▶ [Soal yang Diberikan a]: Kumpulkan semua baris di bawah yang mengandung kata "brush", lalu salin masing-masing secara utuh. Huruf besar dan kecil dibedakan.

Pemerintah Waspadai Pelemahan Ekonomi Tiongkok

Kamis, 24 November 2016 – 08:29 WIB
Sri Mulyani. Foto: JPNN

jpnn.com - JAKARTA – Pemerintah mewaspadai sejumlah faktor eksternal yang membawa sentimen negatif terhadap perekonomian dalam negeri pada tahun depan.

Gabungan faktor-faktor tersebut dapat mengakibatkan kondisi perekonomian nasional menjadi tidak menentu.

BACA JUGA: Jagoan Terbaru KIA Bisa Angkut 11 Penumpang

Menteri Keuangan Sri Mulyani Indrawati menyatakan, saat ini perekonomian global masih terdampak sentimen negatif setelah Donald Trump terpilih sebagai presiden ke-45 Amerika Serikat.

Selain itu, perekonomian global terpengaruh keluarnya Inggris dari masyarakat ekonomi Uni Eropa (Brexit).

BACA JUGA: Depresiasi Rupiah Menuju Rp 15 Ribu

’’Ekonomi global masih lemah dan ada ketidakpastian karena pemilihan presiden di AS. Brexit juga terjadi sehingga ada pertempuran ide mengelola Brexit,’’ terang Sri Mulyani saat menjadi pembicara kunci outlook perekonomian Indonesia di Bursa Efek Indonesia kemarin (23/11).

Selain itu, mantan managing director World Bank tersebut menyebutkan dua sentimen negatif perekonomian global yang terjadi sejak beberapa tahun terakhir.

▶ [Bahan yang Disediakan]:
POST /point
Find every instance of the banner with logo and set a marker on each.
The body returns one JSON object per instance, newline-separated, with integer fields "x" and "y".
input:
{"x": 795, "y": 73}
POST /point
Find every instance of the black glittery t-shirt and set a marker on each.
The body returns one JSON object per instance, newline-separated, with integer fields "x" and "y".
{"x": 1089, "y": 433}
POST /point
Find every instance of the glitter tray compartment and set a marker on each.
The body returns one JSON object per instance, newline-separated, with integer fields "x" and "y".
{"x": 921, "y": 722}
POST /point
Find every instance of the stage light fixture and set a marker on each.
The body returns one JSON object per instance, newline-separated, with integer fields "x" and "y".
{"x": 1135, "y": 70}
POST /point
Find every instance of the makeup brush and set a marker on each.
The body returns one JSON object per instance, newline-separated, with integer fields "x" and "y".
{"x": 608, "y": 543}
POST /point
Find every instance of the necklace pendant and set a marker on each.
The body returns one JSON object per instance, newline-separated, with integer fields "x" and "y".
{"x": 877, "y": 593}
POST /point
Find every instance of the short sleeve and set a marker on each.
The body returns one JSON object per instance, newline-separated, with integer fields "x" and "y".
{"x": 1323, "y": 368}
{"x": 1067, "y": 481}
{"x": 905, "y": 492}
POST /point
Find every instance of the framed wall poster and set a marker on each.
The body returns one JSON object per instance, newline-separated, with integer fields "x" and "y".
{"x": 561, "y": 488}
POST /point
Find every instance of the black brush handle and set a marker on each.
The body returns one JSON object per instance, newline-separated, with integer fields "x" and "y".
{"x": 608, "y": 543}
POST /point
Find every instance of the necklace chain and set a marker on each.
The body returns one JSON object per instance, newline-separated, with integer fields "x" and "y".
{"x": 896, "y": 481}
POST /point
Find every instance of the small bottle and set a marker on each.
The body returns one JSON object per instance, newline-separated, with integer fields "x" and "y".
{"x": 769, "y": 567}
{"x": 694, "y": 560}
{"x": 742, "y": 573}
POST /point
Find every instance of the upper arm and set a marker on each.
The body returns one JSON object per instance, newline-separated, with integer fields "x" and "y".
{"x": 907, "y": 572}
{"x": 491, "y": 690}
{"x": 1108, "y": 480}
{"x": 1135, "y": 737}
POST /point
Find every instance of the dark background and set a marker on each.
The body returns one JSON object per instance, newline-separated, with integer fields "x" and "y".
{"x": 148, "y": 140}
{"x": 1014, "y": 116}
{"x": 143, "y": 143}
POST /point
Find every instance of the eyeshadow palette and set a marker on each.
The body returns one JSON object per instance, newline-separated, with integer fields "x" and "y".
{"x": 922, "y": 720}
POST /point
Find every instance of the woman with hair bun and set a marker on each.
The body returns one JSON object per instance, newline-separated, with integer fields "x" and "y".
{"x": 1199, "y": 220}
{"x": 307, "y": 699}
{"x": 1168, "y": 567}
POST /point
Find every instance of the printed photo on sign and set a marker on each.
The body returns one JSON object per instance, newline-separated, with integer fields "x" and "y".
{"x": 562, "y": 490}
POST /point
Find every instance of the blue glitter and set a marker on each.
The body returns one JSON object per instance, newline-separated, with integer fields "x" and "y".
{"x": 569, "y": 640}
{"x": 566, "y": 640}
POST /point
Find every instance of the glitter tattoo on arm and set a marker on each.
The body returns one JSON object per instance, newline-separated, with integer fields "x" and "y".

▶ [Soal yang Diberikan b]: Menurut kutipan teks di atas, di mana Sri Mulyani menjadi pembicara kunci outlook perekonomian Indonesia?

▶ [Jawaban a]:
Find every instance of the makeup brush and set a marker on each.
Find every instance of the black brush handle and set a marker on each.

▶ [Jawaban b]: Di Bursa Efek Indonesia.